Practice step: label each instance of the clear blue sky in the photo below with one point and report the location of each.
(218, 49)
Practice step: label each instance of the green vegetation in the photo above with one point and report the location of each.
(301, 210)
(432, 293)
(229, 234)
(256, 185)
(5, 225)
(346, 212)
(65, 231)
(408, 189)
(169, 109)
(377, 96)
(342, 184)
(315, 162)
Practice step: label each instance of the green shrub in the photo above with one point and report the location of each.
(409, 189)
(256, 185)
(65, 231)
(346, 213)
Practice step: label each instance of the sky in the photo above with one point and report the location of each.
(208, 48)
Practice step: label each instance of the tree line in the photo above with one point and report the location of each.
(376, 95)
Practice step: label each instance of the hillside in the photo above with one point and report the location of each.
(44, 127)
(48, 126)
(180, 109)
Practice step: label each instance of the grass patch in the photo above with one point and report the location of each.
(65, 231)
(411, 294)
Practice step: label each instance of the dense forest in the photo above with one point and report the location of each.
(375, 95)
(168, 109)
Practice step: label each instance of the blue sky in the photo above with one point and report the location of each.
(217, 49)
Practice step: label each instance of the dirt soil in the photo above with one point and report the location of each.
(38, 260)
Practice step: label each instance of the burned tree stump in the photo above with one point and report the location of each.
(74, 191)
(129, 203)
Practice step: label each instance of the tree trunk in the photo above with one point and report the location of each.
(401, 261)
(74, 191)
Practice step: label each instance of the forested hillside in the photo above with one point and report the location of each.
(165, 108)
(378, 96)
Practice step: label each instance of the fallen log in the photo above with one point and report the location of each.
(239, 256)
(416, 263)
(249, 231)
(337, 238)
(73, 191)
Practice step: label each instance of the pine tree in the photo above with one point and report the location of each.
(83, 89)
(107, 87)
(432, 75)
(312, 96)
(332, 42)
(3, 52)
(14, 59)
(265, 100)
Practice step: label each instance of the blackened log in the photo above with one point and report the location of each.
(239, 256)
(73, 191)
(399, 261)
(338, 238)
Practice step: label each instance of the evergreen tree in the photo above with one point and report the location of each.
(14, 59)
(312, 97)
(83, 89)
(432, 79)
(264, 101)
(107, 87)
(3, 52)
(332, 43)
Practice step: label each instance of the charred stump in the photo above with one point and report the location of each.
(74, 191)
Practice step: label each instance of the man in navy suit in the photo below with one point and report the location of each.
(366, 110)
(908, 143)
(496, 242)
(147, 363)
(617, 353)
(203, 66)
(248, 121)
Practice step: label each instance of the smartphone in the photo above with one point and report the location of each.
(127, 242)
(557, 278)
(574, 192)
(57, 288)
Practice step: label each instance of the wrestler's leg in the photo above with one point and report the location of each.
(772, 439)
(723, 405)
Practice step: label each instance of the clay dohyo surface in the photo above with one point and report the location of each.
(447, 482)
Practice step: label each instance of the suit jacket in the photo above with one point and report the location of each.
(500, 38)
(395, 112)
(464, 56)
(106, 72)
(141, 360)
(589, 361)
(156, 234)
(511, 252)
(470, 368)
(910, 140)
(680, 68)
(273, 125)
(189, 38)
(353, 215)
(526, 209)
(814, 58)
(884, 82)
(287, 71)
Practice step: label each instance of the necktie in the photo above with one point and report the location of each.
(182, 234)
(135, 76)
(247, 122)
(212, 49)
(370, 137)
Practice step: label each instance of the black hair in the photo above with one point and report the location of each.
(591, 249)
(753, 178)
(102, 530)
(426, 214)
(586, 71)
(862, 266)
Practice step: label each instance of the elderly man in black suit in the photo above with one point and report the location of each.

::::::

Exercise prompt:
All the lines above should come back exactly as written.

The answer:
Practice step: label each instance of the clear blue sky in the photo below with one point and report the location of each.
(218, 49)
Practice step: label each instance of the green vegetation in the photo above with one point and report the location of each.
(301, 210)
(432, 293)
(229, 234)
(256, 185)
(5, 225)
(346, 212)
(65, 231)
(408, 189)
(169, 109)
(377, 96)
(342, 184)
(315, 162)
Practice step: label each instance of the green shrub in the photo above with one point and report the location of each.
(409, 189)
(256, 185)
(65, 231)
(346, 213)
Practice step: label each instance of the sky in the photo above with one point and report the location of each.
(208, 48)
Practice step: label each instance of the tree line in the photo above with one point and report the location of each.
(376, 95)
Practice step: label each instance of the hillside in the photo above with one point and report the location of each.
(44, 127)
(48, 126)
(180, 109)
Practice step: label each instance of the grass patch in the photo above with one point and report the location of each.
(65, 231)
(411, 294)
Practice step: label each instance of the dense forest in the photo above with one point and report the location of each.
(375, 95)
(168, 109)
Practice step: label each instance of the blue sky in the photo above with one point and report the location of each.
(217, 49)
Practice step: label each instance of the dirt soil in the photo above with one point and report the location of each.
(38, 260)
Practice step: label each instance of the burned tree stump in the photo above with one point and report the location of each.
(74, 191)
(129, 203)
Practice step: label each instance of the tree trunk in the photo above with one point and report the location of each.
(401, 261)
(74, 191)
Practice step: label each instance of the forested hillside in the photo above with one point and report the location of each.
(165, 108)
(378, 96)
Practice step: label each instance of the fallen log in the photo above with one point and report the location of each.
(239, 256)
(416, 263)
(249, 231)
(337, 238)
(73, 191)
Practice step: label each instance of the pine tree in the photo above with one point and report the location of each.
(83, 89)
(107, 87)
(432, 75)
(312, 96)
(332, 42)
(3, 52)
(14, 59)
(265, 100)
Practice step: label each instance of the blackened log in the photo above with one point and report the location of each.
(239, 256)
(73, 191)
(399, 261)
(338, 238)
Practice step: label each instance of the evergreen tree in the photo above with one point and report the location of each.
(14, 59)
(312, 97)
(83, 89)
(432, 79)
(264, 101)
(107, 87)
(3, 52)
(332, 43)
Practice step: label each instance of the charred stump in the photo above with one point and report the location of each.
(74, 191)
Practice step: label each instance of the man in navy suit in the photo below with one point and report the location of each.
(366, 110)
(908, 143)
(496, 242)
(147, 363)
(617, 353)
(203, 66)
(248, 121)
Practice step: label each instance of the smartphone in the photo above with one point and report the location of each.
(127, 242)
(557, 278)
(574, 192)
(57, 288)
Practice step: label each instance of the wrestler's leg in the photo above with one point and report the location of each.
(772, 439)
(723, 405)
Practice step: label each instance of the clay dohyo surface in the photo above with one point and report the location of each.
(447, 482)
Practice step: label each instance of the suit jacket in the photo above with one point and report the location of each.
(500, 38)
(395, 112)
(464, 56)
(106, 72)
(141, 360)
(589, 361)
(156, 234)
(511, 252)
(470, 368)
(910, 140)
(680, 68)
(273, 125)
(189, 38)
(353, 215)
(526, 209)
(814, 58)
(884, 82)
(287, 71)
Practice step: label each instance of the necktie in the photo above with one point and report the location of each.
(182, 234)
(135, 76)
(247, 122)
(212, 49)
(370, 137)
Practice step: label each instance of the black hair in the photo above with one point and report the location of each.
(591, 249)
(753, 178)
(102, 530)
(426, 214)
(586, 71)
(862, 266)
Practice step: label each instance of the elderly man in black suit in the photo above with one point and report the location of each.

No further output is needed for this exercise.